Exercise brief:
Skip the pictures and quote all of the lines exactly.

--- begin ---

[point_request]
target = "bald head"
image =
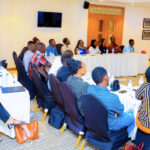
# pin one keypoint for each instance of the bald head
(113, 39)
(41, 47)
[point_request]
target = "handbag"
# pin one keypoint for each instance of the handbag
(128, 146)
(26, 132)
(56, 118)
(115, 86)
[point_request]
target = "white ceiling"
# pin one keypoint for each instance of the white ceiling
(144, 3)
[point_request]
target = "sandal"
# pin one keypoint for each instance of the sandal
(14, 124)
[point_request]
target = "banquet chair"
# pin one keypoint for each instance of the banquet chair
(58, 47)
(23, 77)
(73, 118)
(54, 84)
(96, 125)
(44, 97)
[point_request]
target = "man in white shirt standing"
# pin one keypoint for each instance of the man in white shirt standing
(66, 46)
(28, 55)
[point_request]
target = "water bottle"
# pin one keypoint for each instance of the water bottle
(1, 79)
(107, 51)
(130, 84)
(14, 78)
(141, 80)
(113, 50)
(6, 79)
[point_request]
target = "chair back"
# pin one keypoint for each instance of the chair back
(23, 77)
(95, 115)
(69, 100)
(54, 83)
(58, 47)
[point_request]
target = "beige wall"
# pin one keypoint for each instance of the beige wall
(18, 24)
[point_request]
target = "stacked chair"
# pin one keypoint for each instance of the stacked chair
(23, 77)
(45, 99)
(96, 125)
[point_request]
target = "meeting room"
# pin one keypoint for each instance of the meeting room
(75, 74)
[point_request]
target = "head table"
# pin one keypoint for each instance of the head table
(17, 104)
(130, 64)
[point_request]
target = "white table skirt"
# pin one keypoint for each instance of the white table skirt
(17, 104)
(117, 64)
(131, 104)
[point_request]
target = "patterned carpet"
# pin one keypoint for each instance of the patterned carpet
(50, 138)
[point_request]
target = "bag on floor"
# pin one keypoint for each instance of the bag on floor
(56, 118)
(132, 147)
(26, 132)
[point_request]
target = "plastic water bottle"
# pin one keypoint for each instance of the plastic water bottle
(14, 78)
(107, 51)
(1, 79)
(113, 50)
(6, 79)
(141, 80)
(130, 84)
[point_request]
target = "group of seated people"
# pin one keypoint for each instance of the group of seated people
(69, 70)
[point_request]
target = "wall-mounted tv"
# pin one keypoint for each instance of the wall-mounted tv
(49, 19)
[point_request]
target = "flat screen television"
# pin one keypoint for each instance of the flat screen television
(49, 19)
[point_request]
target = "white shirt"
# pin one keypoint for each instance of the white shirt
(94, 50)
(65, 48)
(55, 66)
(26, 59)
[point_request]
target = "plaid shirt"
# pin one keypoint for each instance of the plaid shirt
(37, 60)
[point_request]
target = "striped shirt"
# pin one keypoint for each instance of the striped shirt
(143, 117)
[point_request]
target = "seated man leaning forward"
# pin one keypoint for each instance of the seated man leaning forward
(117, 118)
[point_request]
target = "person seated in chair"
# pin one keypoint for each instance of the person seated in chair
(117, 118)
(113, 47)
(64, 72)
(28, 55)
(75, 81)
(143, 116)
(51, 49)
(130, 47)
(58, 64)
(39, 61)
(7, 118)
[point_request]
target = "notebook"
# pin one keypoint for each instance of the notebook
(12, 89)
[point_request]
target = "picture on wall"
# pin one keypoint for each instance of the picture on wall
(146, 23)
(146, 35)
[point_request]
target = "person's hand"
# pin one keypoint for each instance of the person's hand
(116, 115)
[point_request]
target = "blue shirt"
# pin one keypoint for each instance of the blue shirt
(128, 49)
(63, 73)
(26, 59)
(81, 51)
(111, 102)
(51, 49)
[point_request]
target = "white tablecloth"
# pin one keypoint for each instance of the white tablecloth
(117, 64)
(17, 104)
(131, 104)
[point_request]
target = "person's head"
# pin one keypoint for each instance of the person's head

--- end ---

Output for this task:
[point_request]
target = "bald head"
image =
# pin one keypoint for each instance of the bald head
(113, 39)
(41, 47)
[point_request]
target = "handbag"
# pin one keypoint for each instance of the handbag
(128, 146)
(26, 132)
(56, 118)
(115, 86)
[point_request]
target = "white ceiling"
# pin one keypoint for each instance of the white ceiling
(144, 3)
[point_request]
target = "sandal"
# pin one keypoint for each instance of the sandal
(14, 124)
[point_request]
target = "banquet chair"
# pin one keypoint for each instance of the banquet chair
(58, 47)
(23, 77)
(73, 118)
(54, 84)
(96, 125)
(44, 97)
[point_request]
target = "man in white shirt standing"
# pin one keypoint for each instance of the man in white shirt standing
(66, 46)
(28, 55)
[point_request]
target = "water bottle"
# pin one keypoint for each instance of the water bottle
(1, 79)
(107, 51)
(130, 84)
(14, 78)
(141, 80)
(113, 50)
(6, 79)
[point_request]
target = "chair back"
# pin one keypoint for each instance of the chair back
(23, 77)
(95, 115)
(69, 100)
(54, 83)
(58, 47)
[point_request]
target = "beige wall"
# pin one keypoint for each instance of the beige wall
(18, 24)
[point_request]
target = "stacked chair"
# pin one keypoint for each instance of the stacked chair
(23, 77)
(45, 99)
(96, 125)
[point_request]
target = "meeting room"
# pin one keypoint for each instance of the meeting room
(75, 74)
[point_request]
target = "head table"
# pin one keypoint for each instance of the head table
(17, 104)
(130, 64)
[point_request]
target = "white table skirt"
# pin one keypoint for each instance of the white table skirt
(17, 104)
(117, 64)
(131, 104)
[point_request]
target = "patterned carpet"
# pin one keypoint for each instance of the patterned carpet
(50, 138)
[point_request]
target = "bag on floor"
# pin one keypoint for each instance of the bag on floor
(56, 118)
(132, 147)
(26, 132)
[point_request]
target = "plastic water bottle"
# pin one keypoint for each instance of the plastic water bottle
(14, 78)
(107, 51)
(1, 79)
(113, 50)
(6, 79)
(141, 80)
(130, 84)
[point_request]
target = "group of seated people"
# pin one keypoint for each instance of the group of seated people
(69, 70)
[point_request]
target = "wall-mounted tv"
# pin one keypoint for each instance of the wall-mounted tv
(49, 19)
[point_request]
target = "flat screen television"
# pin one keypoint for each instance of the flat screen television
(49, 19)
[point_request]
target = "white shirt"
# pin one keypoint for each instance of the white shirt
(94, 50)
(65, 48)
(55, 66)
(26, 59)
[point_request]
target = "plaid shirt"
# pin one keypoint for each instance of the plaid shirt
(37, 60)
[point_request]
target = "striped shirt"
# pin one keypoint for each instance of the striped shirt
(143, 117)
[point_request]
target = "seated man leaning forward"
# pin one keypoint for each instance of the seated man leaning forward
(117, 118)
[point_request]
target = "person seated in chair"
# pin one keypoint for each instance of the person seated in chair
(117, 118)
(113, 47)
(64, 72)
(28, 55)
(75, 81)
(143, 116)
(51, 49)
(130, 47)
(58, 64)
(39, 61)
(7, 118)
[point_request]
target = "notebook"
# pin one keypoint for each instance of the notebook
(12, 89)
[point_request]
target = "picture on wall"
# pin one keypoint for each instance of the picture on wall
(146, 23)
(146, 35)
[point_request]
target = "person's hand"
# pin one keypoint for each instance of the person's hand
(116, 115)
[point_request]
target = "blue shirt"
# pin one keypoint for each instance of the blue shirt
(128, 49)
(63, 73)
(26, 59)
(81, 51)
(111, 102)
(51, 49)
[point_request]
target = "white tablecloth"
# pin one keypoint for each instance of the white tablecloth
(117, 64)
(17, 104)
(131, 104)
[point_request]
target = "person's head"
# pin one keypoint for each instance of the person's head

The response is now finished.